---- Page extract
Cancellation of Removal granted for person
Securing a Cancellation of Removal after an aggravated felony conviction is an uphill legal battle, as these offenses typically trigger mandatory deportation. However, success is possible if you can prove the conviction was improperly categorized or if you qualify under specific provisions.
The key lies in the categorical approach, where your attorney argues the crime doesn’t meet the federal definition of an aggravated felony. Because the stakes involve permanent bars from the U.S., aggressive legal defense is essential to protect your residency.

— How it happened and what to learn
A grant of cancellation of removal to someone with an aggravated-felony conviction is uncommon and usually depends on narrow factual or legal circumstances. This page explains the legal barriers, the paths by which cancellation may nevertheless be obtained, the evidence and litigation strategies that commonly succeed, and practical next steps after a favorable ruling.
Why a grant is rare (and how it still can happen)
- Aggravated-felonies are major barriers: these convictions often preclude eligibility or weigh heavily against discretionary relief.
- Possible routes to relief: conviction vacatur or withdrawal, successful categorical/modified-categorical analysis showing the statute does not match, post-conviction relief for ineffective assistance, or exceptionally compelling equities persuading a judge to grant cancellation.
--------
#### [Problems and tasks]
1/ From the page on cancellation of removal, reproduce the words between "The key lies" and "still can happen)", inclusive.
2/ In the page on cancellation of removal, what approach does the attorney use to argue that a crime doesn't meet the federal definition of an aggravated felony?
---- Information shown
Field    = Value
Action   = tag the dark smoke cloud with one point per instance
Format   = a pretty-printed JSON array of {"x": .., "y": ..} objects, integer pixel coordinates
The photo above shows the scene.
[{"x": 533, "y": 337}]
--------
#### [Answers for this exercise]
1/
The key lies in the categorical approach, where your attorney argues the crime doesn’t meet the federal definition of an aggravated felony. Because the stakes involve permanent bars from the U.S., aggressive legal defense is essential to protect your residency.

— How it happened and what to learn
A grant of cancellation of removal to someone with an aggravated-felony conviction is uncommon and usually depends on narrow factual or legal circumstances. This page explains the legal barriers, the paths by which cancellation may nevertheless be obtained, the evidence and litigation strategies that commonly succeed, and practical next steps after a favorable ruling.
Why a grant is rare (and how it still can happen)

2/ The categorical approach.